— BEGIN SOURCE EXTRACT —
In 2002, English girl group Sugababes recorded a cover of "Freak like Me". Conceived and produced by English producer Richard X, the cover samples the 1979 song "Are "Friends" Electric?" by Gary Numan and Tubeway Army. In 2001, Richard X had created a bootleg mashup of the original recordings of "Freak like Me" and "Are "Friends" Electric?", titled "We Don't Give a Damn About Our Friends", which he released under the alias Girls on Top. That song became a successful underground dance track. Richard X wanted to release the mashup commercially, but he could not get permission from Howard to use her vocals, so he enlisted the Sugababes to re-record the vocals.

"Freak like Me" was released on April 22, 2002, as the lead single from their second studio album, Angels with Dirty Faces (2002). It was the first Sugababes single to feature Heidi Range, who joined after the departure of Siobhán Donaghy in August 2001. The Sugababes version blends the original recording's samples into an R&B and rock track. This version of the song used the radio edit lyrics of Howard's song ("brotha" is used instead of "nigga"). Numan was now credited as a co-writer of the song. A remix of the song, billed as the "We Don't Give a Damn Mix", was used for the video and also appears on Richard X's 2003 album Richard X Presents His X-Factor Vol. 1.

===Critical reception===
The Guardian named "Freak like Me" as the best number-one single of 2002. NME complimented the track as "genius" and claimed, "if this gets to number one, we'll be grinning all summer. Yes, even The Critics." Billboard named the song number 45 on their list of 100 Greatest Girl Group Songs of All Time.

Numan considered the Sugababes version of "Freak like Me" to be better than "Are 'Friends' Electric?".

===Chart performance===
"Freak like Me" was released in the United Kingdom on April 22, 2002. The song became Sugababes' first number-one single when it debuted at number one on the UK Singles Chart, selling nearly 85,500 copies in its first week, and remaining in the top 10 for four weeks. The British Phonographic Industry certified the song gold for selling and streaming over 400,000 units. It was the tenth most played song on UK Radio in 2002, with a total audience of 1.131 billion and 36,968 plays.)

Outside of the United Kingdom, the song was also successful: it reached the top 10 in Flanders, Ireland, and Norway. In Australia, "Freak like Me" was released on June 17, 2002, and became the fourth single by Sugababes to make the singles chart, reaching number 44. It would be their lowest-charting single in Australia until the release of "Shape" in 2003.
— END SOURCE EXTRACT —
— BEGIN SUPPLIED RECORDS —
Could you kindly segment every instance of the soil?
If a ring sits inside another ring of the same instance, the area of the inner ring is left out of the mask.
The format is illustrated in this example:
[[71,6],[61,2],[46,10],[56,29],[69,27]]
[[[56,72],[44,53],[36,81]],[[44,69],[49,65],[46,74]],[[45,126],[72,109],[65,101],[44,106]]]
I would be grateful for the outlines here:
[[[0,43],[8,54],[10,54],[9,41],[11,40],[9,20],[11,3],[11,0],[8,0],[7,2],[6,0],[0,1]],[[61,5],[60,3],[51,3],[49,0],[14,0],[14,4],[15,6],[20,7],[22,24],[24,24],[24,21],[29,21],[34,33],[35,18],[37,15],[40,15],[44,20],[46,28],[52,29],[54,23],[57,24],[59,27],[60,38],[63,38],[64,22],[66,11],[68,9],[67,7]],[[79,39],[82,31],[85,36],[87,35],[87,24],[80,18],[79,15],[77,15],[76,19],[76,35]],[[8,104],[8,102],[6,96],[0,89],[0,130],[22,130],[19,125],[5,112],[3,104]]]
— END SUPPLIED RECORDS —
**OBJECTIVES:**
**1)** Write out the passage about the Sugababes cover, everything from "In 2002, English" down to "re-record the vocals.".
**2)** In the segmentation labeling items, substitute "occurrence" for each "instance", and give all of the records again with everything else unchanged.

**ANSWERS TO THE EXERCISE:**
**1)**
In 2002, English girl group Sugababes recorded a cover of "Freak like Me". Conceived and produced by English producer Richard X, the cover samples the 1979 song "Are "Friends" Electric?" by Gary Numan and Tubeway Army. In 2001, Richard X had created a bootleg mashup of the original recordings of "Freak like Me" and "Are "Friends" Electric?", titled "We Don't Give a Damn About Our Friends", which he released under the alias Girls on Top. That song became a successful underground dance track. Richard X wanted to release the mashup commercially, but he could not get permission from Howard to use her vocals, so he enlisted the Sugababes to re-record the vocals.

**2)**
Could you kindly segment every occurrence of the soil?
If a ring sits inside another ring of the same occurrence, the area of the inner ring is left out of the mask.
The format is illustrated in this example:
[[71,6],[61,2],[46,10],[56,29],[69,27]]
[[[56,72],[44,53],[36,81]],[[44,69],[49,65],[46,74]],[[45,126],[72,109],[65,101],[44,106]]]
I would be grateful for the outlines here:
[[[0,43],[8,54],[10,54],[9,41],[11,40],[9,20],[11,3],[11,0],[8,0],[7,2],[6,0],[0,1]],[[61,5],[60,3],[51,3],[49,0],[14,0],[14,4],[15,6],[20,7],[22,24],[24,24],[24,21],[29,21],[34,33],[35,18],[37,15],[40,15],[44,20],[46,28],[52,29],[54,23],[57,24],[59,27],[60,38],[63,38],[64,22],[66,11],[68,9],[67,7]],[[79,39],[82,31],[85,36],[87,35],[87,24],[80,18],[79,15],[77,15],[76,19],[76,35]],[[8,104],[8,102],[6,96],[0,89],[0,130],[22,130],[19,125],[5,112],[3,104]]]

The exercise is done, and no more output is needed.